Everything from the line containing "out the shirt" through the last line of the records must be returned verbatim, and nothing outside that range.

SOURCE RECORDS:
▽

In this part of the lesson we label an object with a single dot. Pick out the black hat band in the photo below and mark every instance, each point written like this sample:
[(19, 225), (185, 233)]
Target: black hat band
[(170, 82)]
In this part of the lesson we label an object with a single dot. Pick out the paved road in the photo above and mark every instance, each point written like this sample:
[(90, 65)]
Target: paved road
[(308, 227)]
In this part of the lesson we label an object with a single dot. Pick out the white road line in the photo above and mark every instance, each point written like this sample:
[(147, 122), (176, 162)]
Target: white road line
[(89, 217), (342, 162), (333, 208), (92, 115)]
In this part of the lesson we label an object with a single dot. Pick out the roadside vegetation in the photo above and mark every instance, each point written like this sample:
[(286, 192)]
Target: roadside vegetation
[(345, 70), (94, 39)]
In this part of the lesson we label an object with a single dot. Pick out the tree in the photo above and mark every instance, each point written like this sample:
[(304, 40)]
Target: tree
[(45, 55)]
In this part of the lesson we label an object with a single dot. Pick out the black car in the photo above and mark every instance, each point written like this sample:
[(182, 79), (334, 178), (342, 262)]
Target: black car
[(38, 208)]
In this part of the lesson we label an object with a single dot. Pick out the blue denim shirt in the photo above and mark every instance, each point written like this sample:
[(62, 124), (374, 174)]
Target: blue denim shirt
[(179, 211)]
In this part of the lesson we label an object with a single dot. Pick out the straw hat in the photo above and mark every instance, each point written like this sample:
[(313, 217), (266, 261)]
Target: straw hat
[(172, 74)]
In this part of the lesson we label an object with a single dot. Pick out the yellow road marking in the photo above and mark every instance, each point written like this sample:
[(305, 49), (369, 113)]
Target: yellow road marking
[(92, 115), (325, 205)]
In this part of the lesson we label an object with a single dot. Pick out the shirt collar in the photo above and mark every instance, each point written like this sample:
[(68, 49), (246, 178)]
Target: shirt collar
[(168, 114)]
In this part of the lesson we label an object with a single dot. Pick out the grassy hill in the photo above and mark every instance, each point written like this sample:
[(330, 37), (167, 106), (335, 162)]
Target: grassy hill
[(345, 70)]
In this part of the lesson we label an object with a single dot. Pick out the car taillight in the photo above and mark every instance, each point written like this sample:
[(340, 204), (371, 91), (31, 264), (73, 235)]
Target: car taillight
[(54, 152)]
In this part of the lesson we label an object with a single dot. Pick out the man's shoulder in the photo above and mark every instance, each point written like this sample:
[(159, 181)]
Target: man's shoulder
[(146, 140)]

△

REPLY TO THE TASK:
In this part of the lesson we label an object with a single dot. Pick out the shirt collar in the photo above and mark every instance, each point written like this sample:
[(68, 49), (246, 178)]
Target: shirt collar
[(168, 114)]
In this part of the lesson we label an object with a single dot. Pick out the grassy hill in the photo above and mark every instance, each point written like this sample:
[(330, 37), (167, 106), (335, 162)]
Target: grassy hill
[(345, 70)]
In this part of the lesson we label an object with a single dot. Pick out the car taillight in the photo above and mark every instance, each point written like this sample:
[(340, 204), (371, 91), (31, 264), (73, 235)]
Target: car taillight
[(54, 152)]
In this part of the lesson we label an object with a single dot. Pick out the man's shoulder in the photo above and mark every instance, each point written like this sample:
[(159, 181)]
Target: man's shoulder
[(146, 140)]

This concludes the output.